### DATA LINES

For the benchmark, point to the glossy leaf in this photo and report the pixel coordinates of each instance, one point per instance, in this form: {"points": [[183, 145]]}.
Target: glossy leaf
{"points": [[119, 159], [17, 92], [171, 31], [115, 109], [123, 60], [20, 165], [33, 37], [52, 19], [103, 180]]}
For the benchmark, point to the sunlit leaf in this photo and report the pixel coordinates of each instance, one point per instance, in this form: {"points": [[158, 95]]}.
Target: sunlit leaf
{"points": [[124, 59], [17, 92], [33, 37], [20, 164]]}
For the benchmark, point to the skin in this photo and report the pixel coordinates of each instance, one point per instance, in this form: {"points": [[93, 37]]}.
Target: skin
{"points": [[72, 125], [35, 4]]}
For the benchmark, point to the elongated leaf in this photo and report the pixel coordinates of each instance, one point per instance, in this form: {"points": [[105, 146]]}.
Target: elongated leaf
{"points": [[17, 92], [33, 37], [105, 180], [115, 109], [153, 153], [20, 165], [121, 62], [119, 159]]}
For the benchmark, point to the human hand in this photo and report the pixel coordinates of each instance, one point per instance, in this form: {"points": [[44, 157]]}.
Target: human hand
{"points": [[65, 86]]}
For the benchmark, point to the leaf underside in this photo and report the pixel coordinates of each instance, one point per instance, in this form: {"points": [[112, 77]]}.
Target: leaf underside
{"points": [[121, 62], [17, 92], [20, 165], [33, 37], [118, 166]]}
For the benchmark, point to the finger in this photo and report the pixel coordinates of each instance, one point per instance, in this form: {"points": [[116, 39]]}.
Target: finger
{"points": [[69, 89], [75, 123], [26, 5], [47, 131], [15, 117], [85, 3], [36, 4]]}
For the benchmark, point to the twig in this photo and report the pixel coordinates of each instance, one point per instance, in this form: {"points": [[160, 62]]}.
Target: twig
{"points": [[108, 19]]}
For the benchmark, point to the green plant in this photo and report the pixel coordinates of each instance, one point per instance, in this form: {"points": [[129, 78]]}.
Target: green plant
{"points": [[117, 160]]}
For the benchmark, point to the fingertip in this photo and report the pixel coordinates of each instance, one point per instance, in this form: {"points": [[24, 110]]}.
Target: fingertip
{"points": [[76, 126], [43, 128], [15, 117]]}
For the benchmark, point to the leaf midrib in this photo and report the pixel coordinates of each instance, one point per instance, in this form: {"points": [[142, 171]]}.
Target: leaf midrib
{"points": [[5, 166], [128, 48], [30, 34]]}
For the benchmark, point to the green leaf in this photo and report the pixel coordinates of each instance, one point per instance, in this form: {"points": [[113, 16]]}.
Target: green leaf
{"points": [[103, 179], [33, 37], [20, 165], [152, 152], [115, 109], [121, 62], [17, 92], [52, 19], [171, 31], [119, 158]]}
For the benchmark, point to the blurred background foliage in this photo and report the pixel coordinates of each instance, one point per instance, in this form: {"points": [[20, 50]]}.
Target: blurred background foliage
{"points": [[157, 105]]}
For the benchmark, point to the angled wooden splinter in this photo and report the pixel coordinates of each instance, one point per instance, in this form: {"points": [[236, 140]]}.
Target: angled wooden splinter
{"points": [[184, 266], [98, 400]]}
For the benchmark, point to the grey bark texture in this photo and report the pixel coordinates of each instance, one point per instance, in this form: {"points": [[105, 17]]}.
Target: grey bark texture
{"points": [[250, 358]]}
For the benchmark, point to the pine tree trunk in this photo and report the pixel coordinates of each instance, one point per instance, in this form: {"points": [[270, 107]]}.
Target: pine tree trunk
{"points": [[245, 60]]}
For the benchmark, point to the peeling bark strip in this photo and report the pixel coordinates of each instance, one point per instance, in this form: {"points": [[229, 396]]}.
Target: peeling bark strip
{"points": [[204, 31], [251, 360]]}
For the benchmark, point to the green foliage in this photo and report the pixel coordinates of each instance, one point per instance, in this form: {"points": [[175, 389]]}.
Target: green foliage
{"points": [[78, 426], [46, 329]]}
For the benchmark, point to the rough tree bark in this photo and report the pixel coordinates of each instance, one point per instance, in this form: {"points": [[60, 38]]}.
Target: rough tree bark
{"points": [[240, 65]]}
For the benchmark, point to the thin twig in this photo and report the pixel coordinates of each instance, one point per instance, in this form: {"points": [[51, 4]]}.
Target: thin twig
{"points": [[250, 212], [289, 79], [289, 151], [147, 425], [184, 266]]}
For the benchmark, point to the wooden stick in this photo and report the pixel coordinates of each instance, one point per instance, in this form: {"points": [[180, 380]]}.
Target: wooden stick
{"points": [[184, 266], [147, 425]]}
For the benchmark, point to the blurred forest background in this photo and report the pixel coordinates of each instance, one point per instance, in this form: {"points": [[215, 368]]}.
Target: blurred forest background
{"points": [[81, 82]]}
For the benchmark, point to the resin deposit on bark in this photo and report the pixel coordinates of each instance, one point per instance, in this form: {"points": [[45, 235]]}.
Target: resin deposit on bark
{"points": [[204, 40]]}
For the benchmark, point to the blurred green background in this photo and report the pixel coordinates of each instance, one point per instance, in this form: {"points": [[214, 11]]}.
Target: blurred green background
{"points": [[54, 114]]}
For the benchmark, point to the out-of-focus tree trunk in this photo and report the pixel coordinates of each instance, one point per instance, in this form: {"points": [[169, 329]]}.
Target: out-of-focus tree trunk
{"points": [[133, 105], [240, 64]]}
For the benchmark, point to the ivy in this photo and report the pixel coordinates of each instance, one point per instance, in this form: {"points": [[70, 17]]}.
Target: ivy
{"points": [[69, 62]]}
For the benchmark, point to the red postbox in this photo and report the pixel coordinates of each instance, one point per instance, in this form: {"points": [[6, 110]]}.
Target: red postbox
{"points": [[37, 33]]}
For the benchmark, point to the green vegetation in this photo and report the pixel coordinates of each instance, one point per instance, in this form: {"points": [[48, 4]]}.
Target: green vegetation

######

Without omitting anything, output the entries exactly.

| EXERCISE RESULT |
For the benchmark, point to the glossy leaf in this photo and report the pixel coordinates of each instance, one point per instance, in this form: {"points": [[183, 145]]}.
Target: glossy leaf
{"points": [[119, 159], [17, 92], [171, 31], [115, 109], [123, 60], [20, 165], [33, 37], [52, 19], [103, 180]]}
For the benchmark, point to the sunlit leaf in this photo and report the pixel coordinates of each instance, one point per instance, in this form: {"points": [[158, 95]]}.
Target: sunlit leaf
{"points": [[124, 59], [17, 92], [33, 37], [20, 164]]}
For the benchmark, point to the skin in this photo and report the pixel coordinates of each instance, one point per instance, in this form: {"points": [[93, 37]]}.
Target: skin
{"points": [[72, 125], [35, 4]]}
For the benchmark, point to the elongated leaf in this photo and report the pixel coordinates of each instance, one point per instance, in this form: {"points": [[105, 146]]}.
Target: elongated leaf
{"points": [[17, 92], [33, 37], [105, 180], [115, 109], [153, 153], [20, 165], [121, 62], [119, 159]]}
For the benchmark, point to the human hand in this photo and report the pixel coordinates of each instance, one point per instance, in this form: {"points": [[44, 157]]}.
Target: human hand
{"points": [[65, 86]]}
For the benchmark, point to the leaf underside in this photo and report the pixel coordinates of each instance, one point per instance, in this form: {"points": [[112, 77]]}.
Target: leaf underside
{"points": [[121, 62], [17, 92], [20, 165], [33, 37], [118, 166]]}
For the benchmark, point to the finger in this photo and report the pixel coordinates of each instance, one point per instance, in this form: {"points": [[116, 39]]}.
Target: finger
{"points": [[69, 89], [75, 123], [26, 5], [47, 131], [15, 117], [85, 3], [36, 4]]}
For the benchmark, point to the twig in this photo and report the pixel coordinates of each instance, one point per instance, in this form: {"points": [[160, 62]]}.
Target: twig
{"points": [[108, 19]]}
For the benchmark, point to the green plant in this photo and report the pixel coordinates of each instance, one point per instance, in this form: {"points": [[129, 78]]}.
Target: green plant
{"points": [[117, 160]]}
For the benchmark, point to the fingertip in this photo and report the pixel coordinates of each instance, one point per instance, in this form: {"points": [[24, 110]]}.
Target: fingertip
{"points": [[76, 126], [43, 128], [15, 117]]}
For the benchmark, point to the leaf midrib in this photo and report the pixel coordinates of each instance, one point per instance, in this form: {"points": [[142, 171]]}.
Target: leaf midrib
{"points": [[5, 166], [128, 48], [30, 34]]}
For the benchmark, point to the green leaf in this photo and report the pixel coordinates of each instance, one point per instance, in this form: {"points": [[113, 16]]}.
Target: green leaf
{"points": [[103, 179], [33, 37], [20, 165], [152, 152], [115, 109], [121, 62], [17, 92], [52, 19], [171, 31], [119, 158]]}
For the benchmark, point to the blurred background foliage in this photo and report the pixel coordinates of each instance, one point per instance, in this form: {"points": [[20, 50]]}.
Target: blurred background foliage
{"points": [[157, 105]]}
For the benchmark, point to the angled wooden splinter in this photo and report the pixel coordinates of each instance, one point per instance, in this form: {"points": [[236, 140]]}.
Target: angled wooden splinter
{"points": [[184, 266], [98, 400]]}
For the benchmark, point to the grey bark texture in this photo and report the pixel coordinates of each instance, one point per instance, in this form: {"points": [[105, 17]]}.
Target: grey bark texture
{"points": [[250, 358]]}
For the benchmark, point to the pine tree trunk in this photo and report the pixel coordinates of each instance, one point per instance, in this form: {"points": [[270, 107]]}.
Target: pine tree trunk
{"points": [[245, 60]]}
For the benchmark, point to the peeling bark strip in this photo and report the pixel coordinates of each instance, one point per instance, in this form: {"points": [[229, 396]]}.
Target: peeling bark strip
{"points": [[204, 31], [251, 360]]}
For the benchmark, point to the green foliage in this photo and report the pixel coordinates of each instance, one point per instance, in this form: {"points": [[175, 389]]}.
Target: green foliage
{"points": [[78, 426], [46, 329]]}
For the benchmark, point to the rough tree bark in this photo and report the pixel coordinates of each instance, one point per instance, in this form: {"points": [[60, 38]]}.
Target: rough tree bark
{"points": [[240, 65]]}
For the benchmark, point to the thin twig in this photo and report the pixel coordinates of each instance, one point per instance, in this form: {"points": [[51, 4]]}.
Target: thin twig
{"points": [[250, 212], [289, 79], [289, 151], [147, 425], [184, 266]]}
For the benchmark, point to the wooden stick in this photo and report the pixel coordinates of each instance, one point per instance, in this form: {"points": [[180, 380]]}.
Target: wooden stick
{"points": [[184, 266], [147, 425]]}
For the benchmark, point to the blurred forest background in this photo and report the pixel coordinates of each instance, one point per instance, in this form: {"points": [[215, 368]]}.
Target: blurred forest background
{"points": [[81, 82]]}
For the benchmark, point to the resin deposit on bark in this photo and report the pixel coordinates of each instance, one point per instance, in this form: {"points": [[45, 235]]}.
Target: resin deposit on bark
{"points": [[204, 40]]}
For the benchmark, point to the blurred green background in this photo and report the pixel coordinates of each instance, one point per instance, in this form: {"points": [[214, 11]]}.
Target: blurred green background
{"points": [[54, 114]]}
For the benchmark, point to the out-of-focus tree trunk in this photo and report the pixel coordinates of each instance, one point per instance, in this form: {"points": [[169, 329]]}.
Target: out-of-focus tree trunk
{"points": [[133, 105], [240, 64]]}
For the benchmark, point to the ivy in this photo and report the pixel coordinates of each instance, one point per instance, in this form: {"points": [[70, 17]]}.
Target: ivy
{"points": [[69, 62]]}
For the benchmark, point to the red postbox in this photo and report the pixel coordinates of each instance, one point per instance, in this form: {"points": [[6, 110]]}.
Target: red postbox
{"points": [[37, 33]]}
For the benchmark, point to the green vegetation in this photo and report the pixel coordinates of each instance, one point per instance, in this form: {"points": [[48, 4]]}.
Target: green vegetation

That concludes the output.